What is needed:
From the medical update below, return everything from "2. Diagnosis in" down to "found in 20%.", copied word for word.

Text passage:
═══

Daily Medical Update

Upper airway cough syndrome

Wednesday, April 08, 2026

🔬 Practice‑Changing Findings
Evidence from RCTs and meta‑analyses published in the last 12 months.

1. [Specialist Guidelines of The German Respiratory Society for Diagnosis and Treatment of adult Patients Suffering from Cough].

Pneumologie (Stuttgart, Germany) (2025) - Practice Guideline

Key Findings

  • The guideline identifies UACS as one of the key chronic cough etiologies and recommends symptom-based evaluation to reduce unnecessary broad diagnostic testing.
  • Consensus recommendations support empiric UACS treatment when the clinical picture fits, while shared decision-making is advised when evidence is limited to improve alignment with patient goals.

📋 Practice Implication: Use a structured cough algorithm first: screen for red flags, assess for upper-airway features early, and reserve broader testing for atypical or refractory presentations.

2. Diagnosis in Children With Prolonged or Recurrent Cough: Findings From the Swiss Paediatric Airway Cohort.

Pediatric pulmonology (2025) - Multicenter Cohort Study

Key Findings

  • UACS accounted for 48 of 363 pediatric referrals (13%), while asthma and asthma-like conditions accounted for 36% and no etiology was found in 20%.
  • Asthma diagnoses increased 3.5-fold in schoolchildren, whereas RTI/PBB diagnoses increased threefold in preschoolers, supporting age-specific differentiation when UACS is suspected.
  • Nasal corticosteroids were prescribed for 83% of children diagnosed with UACS.

📋 Practice Implication: In children with prolonged cough, keep UACS in the differential but interpret upper-airway symptoms in an age-specific framework so asthma and infectious causes are not overcalled.

3. Clinical characteristics of the early responders in the treatment of chronic cough.

═══

Provided material:

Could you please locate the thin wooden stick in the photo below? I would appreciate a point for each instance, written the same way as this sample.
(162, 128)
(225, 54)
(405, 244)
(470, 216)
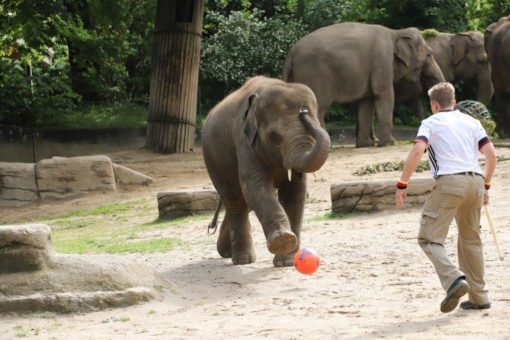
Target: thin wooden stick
(493, 231)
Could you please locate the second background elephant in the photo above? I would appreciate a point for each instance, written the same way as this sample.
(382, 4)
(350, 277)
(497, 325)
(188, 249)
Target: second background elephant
(462, 58)
(358, 63)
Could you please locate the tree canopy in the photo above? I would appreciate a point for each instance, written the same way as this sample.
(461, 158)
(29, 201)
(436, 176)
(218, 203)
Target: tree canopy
(59, 55)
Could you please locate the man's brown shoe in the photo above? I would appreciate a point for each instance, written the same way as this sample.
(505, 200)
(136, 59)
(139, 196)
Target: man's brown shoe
(458, 289)
(469, 305)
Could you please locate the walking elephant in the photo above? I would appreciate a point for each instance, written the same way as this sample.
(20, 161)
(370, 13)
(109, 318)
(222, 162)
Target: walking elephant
(497, 44)
(251, 140)
(356, 62)
(461, 57)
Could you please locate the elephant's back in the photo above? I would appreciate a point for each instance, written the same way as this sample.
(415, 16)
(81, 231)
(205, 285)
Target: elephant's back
(499, 55)
(218, 147)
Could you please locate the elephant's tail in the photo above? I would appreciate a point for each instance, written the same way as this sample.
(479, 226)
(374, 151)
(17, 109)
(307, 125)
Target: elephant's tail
(287, 70)
(211, 229)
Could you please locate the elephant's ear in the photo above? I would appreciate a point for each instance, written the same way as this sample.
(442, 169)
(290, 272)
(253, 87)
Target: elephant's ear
(488, 32)
(250, 121)
(403, 49)
(460, 46)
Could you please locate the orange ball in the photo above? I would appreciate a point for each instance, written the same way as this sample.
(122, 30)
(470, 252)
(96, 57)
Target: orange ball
(306, 261)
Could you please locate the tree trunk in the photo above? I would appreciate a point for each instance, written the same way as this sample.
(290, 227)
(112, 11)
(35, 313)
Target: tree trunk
(174, 80)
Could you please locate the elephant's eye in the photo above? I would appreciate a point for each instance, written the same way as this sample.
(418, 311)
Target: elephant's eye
(275, 138)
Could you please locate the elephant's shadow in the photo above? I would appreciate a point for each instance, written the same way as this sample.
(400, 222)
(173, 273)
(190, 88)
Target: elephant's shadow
(216, 279)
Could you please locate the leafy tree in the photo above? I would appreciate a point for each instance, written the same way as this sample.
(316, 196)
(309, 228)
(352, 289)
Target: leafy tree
(244, 45)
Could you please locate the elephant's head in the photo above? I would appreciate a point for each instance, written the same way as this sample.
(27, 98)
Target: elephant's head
(414, 61)
(470, 61)
(283, 117)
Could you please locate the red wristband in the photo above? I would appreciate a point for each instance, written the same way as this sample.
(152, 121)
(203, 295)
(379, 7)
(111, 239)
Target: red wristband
(401, 185)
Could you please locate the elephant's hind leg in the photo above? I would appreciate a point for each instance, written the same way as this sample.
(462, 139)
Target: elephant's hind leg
(223, 244)
(237, 225)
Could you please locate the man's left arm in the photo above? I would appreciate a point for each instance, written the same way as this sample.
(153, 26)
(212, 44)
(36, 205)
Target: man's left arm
(413, 159)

═══

Response to the exercise:
2. Diagnosis in Children With Prolonged or Recurrent Cough: Findings From the Swiss Paediatric Airway Cohort.

Pediatric pulmonology (2025) - Multicenter Cohort Study

Key Findings

  • UACS accounted for 48 of 363 pediatric referrals (13%), while asthma and asthma-like conditions accounted for 36% and no etiology was found in 20%.